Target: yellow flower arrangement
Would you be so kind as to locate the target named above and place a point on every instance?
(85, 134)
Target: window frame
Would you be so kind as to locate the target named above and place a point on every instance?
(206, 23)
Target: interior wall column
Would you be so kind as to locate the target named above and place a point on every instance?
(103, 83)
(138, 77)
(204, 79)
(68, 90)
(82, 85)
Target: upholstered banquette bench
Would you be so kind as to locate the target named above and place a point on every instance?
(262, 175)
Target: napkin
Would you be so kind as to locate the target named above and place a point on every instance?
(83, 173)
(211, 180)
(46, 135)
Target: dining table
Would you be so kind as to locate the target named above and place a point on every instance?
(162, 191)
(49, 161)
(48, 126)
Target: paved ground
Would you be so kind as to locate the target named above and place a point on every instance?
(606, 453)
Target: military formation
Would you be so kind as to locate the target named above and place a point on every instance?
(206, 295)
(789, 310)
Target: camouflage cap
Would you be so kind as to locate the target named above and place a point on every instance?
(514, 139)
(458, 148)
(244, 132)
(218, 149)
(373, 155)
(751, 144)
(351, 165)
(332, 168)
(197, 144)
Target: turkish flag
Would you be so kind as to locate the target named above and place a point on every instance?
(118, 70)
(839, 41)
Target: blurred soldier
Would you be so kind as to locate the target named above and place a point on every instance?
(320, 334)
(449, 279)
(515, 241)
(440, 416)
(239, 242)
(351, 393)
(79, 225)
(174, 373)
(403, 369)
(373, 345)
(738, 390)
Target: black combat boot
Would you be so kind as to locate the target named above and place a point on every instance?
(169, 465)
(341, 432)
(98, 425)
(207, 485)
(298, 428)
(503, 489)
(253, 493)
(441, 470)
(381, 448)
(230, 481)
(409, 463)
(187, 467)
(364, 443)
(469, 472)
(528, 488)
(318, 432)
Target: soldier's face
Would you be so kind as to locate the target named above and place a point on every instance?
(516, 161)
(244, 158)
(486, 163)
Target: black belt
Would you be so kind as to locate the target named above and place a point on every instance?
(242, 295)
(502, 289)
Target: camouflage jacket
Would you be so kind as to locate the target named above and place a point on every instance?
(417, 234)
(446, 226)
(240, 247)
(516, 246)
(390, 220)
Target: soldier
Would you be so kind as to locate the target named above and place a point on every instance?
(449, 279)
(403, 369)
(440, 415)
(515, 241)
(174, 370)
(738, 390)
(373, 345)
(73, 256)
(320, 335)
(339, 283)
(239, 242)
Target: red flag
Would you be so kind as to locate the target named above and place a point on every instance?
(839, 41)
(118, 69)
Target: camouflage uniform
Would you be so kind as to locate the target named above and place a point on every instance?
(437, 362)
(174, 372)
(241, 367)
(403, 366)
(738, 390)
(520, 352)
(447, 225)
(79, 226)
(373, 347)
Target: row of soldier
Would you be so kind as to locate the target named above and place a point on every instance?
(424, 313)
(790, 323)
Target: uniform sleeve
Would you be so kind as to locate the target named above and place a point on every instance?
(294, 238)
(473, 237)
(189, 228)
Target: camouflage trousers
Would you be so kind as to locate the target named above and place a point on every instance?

### EXERCISE OBJECTIVE
Check each line of the records for the string "soldier" and copy those that have it.

### WRITTEN SOLUTION
Target: blurred soldier
Target: soldier's face
Target: soldier
Target: row of soldier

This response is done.